##### Records shown #####

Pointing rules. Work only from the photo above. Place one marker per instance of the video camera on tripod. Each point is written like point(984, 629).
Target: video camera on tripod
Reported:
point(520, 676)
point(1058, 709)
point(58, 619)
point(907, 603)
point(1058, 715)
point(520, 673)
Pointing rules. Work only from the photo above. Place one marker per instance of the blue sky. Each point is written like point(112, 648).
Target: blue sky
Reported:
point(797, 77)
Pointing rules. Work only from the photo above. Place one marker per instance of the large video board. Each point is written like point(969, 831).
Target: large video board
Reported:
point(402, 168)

#####
##### Records shown #####

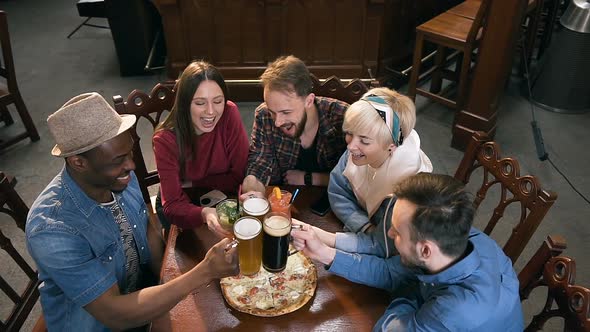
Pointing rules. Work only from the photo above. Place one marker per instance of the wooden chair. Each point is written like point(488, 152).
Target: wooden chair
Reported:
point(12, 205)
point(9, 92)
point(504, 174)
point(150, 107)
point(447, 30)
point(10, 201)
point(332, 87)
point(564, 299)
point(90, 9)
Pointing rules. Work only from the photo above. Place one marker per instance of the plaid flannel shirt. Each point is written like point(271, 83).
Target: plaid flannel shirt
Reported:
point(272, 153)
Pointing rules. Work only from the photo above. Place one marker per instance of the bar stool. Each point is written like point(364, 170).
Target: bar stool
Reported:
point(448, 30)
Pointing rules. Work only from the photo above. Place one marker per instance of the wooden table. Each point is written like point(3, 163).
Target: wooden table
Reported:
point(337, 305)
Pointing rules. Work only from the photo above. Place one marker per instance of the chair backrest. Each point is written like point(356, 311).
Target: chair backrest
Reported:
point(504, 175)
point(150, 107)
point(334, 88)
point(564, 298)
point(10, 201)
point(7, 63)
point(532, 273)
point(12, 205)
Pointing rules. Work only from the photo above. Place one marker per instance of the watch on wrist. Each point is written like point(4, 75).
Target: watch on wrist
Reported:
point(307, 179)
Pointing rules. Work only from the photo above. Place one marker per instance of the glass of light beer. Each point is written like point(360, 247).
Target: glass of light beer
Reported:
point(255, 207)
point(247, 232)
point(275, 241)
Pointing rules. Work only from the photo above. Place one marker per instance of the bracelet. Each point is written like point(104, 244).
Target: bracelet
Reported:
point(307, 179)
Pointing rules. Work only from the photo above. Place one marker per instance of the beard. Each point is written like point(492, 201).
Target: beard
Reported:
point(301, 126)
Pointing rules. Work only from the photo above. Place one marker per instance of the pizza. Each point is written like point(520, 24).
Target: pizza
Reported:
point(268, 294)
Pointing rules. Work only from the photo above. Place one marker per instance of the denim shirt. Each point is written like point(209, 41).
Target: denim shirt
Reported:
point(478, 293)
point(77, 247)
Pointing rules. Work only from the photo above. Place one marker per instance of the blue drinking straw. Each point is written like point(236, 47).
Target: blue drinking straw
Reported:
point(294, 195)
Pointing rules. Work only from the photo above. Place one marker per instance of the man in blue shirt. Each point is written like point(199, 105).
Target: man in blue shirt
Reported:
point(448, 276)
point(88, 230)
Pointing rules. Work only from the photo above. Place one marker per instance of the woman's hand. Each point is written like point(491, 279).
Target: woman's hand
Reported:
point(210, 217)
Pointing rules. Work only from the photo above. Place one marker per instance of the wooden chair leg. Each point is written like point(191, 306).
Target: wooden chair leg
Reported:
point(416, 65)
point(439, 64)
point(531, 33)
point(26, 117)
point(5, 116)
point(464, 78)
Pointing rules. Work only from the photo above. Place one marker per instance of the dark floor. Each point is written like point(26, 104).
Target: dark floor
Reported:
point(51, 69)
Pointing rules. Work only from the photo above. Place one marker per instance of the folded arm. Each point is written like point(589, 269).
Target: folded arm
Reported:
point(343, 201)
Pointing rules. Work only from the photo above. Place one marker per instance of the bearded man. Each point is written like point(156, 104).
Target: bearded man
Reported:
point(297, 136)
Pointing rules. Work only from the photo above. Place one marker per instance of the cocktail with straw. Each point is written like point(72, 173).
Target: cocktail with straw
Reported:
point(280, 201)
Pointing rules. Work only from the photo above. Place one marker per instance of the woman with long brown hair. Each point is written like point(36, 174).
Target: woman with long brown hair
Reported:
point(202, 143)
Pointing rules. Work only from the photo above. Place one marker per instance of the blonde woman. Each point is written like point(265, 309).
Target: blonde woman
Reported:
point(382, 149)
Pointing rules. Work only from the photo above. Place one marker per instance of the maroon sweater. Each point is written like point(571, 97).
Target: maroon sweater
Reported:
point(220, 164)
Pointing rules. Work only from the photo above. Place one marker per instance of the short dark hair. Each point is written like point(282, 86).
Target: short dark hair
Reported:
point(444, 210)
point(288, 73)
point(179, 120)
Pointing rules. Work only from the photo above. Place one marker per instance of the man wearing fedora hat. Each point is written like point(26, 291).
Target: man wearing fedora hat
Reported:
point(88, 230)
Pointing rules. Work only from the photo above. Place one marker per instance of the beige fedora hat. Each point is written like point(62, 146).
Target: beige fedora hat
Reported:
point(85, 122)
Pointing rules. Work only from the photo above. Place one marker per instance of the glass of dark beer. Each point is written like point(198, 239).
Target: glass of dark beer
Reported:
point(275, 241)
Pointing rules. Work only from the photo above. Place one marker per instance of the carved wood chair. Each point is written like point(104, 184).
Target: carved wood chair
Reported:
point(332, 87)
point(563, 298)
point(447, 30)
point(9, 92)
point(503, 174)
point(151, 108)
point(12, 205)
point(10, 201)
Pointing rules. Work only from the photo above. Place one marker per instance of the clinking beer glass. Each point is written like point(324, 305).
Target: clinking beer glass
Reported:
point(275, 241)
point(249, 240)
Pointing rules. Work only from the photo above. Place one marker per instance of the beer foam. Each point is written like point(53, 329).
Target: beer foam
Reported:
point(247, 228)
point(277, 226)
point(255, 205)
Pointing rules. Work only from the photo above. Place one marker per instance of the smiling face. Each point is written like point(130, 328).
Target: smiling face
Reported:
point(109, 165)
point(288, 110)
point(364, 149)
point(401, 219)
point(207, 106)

#####

Convert the stretch of the records above, from the line containing "like point(112, 648)." through the line containing "point(797, 77)", both lines included, into a numbered list, omitting any blank lines.

1. Pointing rules. Work only from the photo above. Place one marker per instance of the blue sky. Each point is written like point(112, 648).
2. Target: blue sky
3. Reported:
4. point(797, 77)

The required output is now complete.